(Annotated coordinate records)
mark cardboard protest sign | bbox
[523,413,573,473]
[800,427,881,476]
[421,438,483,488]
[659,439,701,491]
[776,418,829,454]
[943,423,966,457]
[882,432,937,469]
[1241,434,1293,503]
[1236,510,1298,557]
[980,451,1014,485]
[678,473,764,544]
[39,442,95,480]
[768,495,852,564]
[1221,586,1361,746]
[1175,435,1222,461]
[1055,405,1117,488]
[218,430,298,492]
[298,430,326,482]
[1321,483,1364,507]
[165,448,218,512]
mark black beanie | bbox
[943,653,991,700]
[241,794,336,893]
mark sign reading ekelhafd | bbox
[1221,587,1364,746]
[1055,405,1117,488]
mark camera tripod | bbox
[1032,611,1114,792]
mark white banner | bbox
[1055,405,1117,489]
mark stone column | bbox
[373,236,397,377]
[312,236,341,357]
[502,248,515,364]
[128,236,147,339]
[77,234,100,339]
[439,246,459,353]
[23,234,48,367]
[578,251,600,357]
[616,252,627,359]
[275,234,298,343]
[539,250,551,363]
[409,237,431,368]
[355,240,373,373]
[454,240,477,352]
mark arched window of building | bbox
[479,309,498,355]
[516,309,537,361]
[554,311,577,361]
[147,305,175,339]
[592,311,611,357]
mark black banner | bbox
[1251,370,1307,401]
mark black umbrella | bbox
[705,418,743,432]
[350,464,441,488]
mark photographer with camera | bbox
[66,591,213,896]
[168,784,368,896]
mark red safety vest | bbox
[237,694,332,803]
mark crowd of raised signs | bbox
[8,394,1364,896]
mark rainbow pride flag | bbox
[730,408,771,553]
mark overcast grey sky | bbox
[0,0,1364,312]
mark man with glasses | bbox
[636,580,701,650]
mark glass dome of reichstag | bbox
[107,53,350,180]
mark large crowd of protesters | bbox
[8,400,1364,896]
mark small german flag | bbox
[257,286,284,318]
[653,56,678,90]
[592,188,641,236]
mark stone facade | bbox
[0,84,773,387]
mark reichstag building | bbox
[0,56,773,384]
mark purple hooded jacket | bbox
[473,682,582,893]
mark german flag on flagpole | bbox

AIM
Copy out, unchanged, the lines that begin with the one containing "mark reichstag building | bbox" and run through the last of the lines above.

WRITTEN SOLUTION
mark reichstag building | bbox
[0,56,773,384]
mark purple hooded jacket | bbox
[473,682,582,893]
mark german flag on flagpole | bbox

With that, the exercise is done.